WHAT YOU SHOULD DO ▸ Write out the lines below again, swapping "marker" for "dot" wherever it appears and leaving everything else as it is. Leave out the pictures.

Items from a dataset:
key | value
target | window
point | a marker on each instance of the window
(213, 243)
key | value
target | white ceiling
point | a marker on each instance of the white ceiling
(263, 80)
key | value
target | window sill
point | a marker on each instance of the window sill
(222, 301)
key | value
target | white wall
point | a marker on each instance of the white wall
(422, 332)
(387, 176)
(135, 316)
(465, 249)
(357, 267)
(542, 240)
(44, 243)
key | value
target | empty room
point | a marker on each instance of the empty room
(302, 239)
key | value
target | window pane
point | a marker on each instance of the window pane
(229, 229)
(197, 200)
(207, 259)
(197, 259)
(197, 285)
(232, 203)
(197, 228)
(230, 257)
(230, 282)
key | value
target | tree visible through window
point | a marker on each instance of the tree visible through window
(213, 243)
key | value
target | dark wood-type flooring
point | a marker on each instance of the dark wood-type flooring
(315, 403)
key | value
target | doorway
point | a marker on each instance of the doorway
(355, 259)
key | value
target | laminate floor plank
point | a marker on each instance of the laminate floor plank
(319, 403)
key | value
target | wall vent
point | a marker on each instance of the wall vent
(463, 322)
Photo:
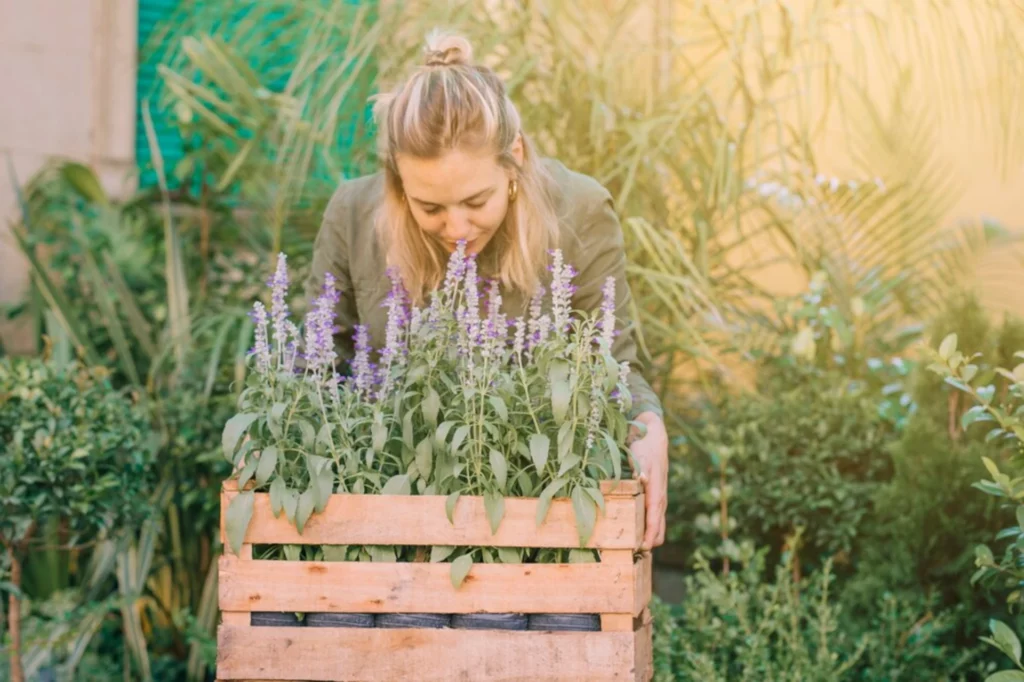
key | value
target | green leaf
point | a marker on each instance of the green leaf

ANSWER TO THE EXERCISE ▸
key | value
target | window
point | a dot on each instance of the window
(213, 243)
key | value
target | white ceiling
point | a dot on each instance of the white ceiling
(263, 80)
key | value
target | window sill
point | a dot on each instance of the window sill
(222, 301)
key | value
target | white wall
point | a dot on each instance of the white wall
(422, 332)
(387, 176)
(135, 316)
(465, 249)
(357, 267)
(542, 240)
(44, 243)
key | value
target | empty room
point | a dot on each instance of the empty room
(302, 239)
key | value
target | window pane
point | a dot on each instance of the window pane
(229, 229)
(197, 200)
(207, 259)
(197, 259)
(197, 285)
(232, 203)
(197, 228)
(230, 257)
(230, 282)
key | value
target | tree visible through window
point | a dot on each instance of the tree visible through window
(213, 243)
key | value
target | dark wood-type flooring
point | a dot on each instance of the dark wood-type flooring
(315, 403)
key | value
target | doorway
point | a dot on each instance of the doorway
(355, 259)
key | value
target | laminate floor plank
point | a dot on each instance of the laminate floor plank
(319, 403)
key | value
target | wall vent
point | a dot on each instance of the wall vent
(463, 322)
Photo:
key | value
target | green leaf
point | a dot on each instance of the green leaf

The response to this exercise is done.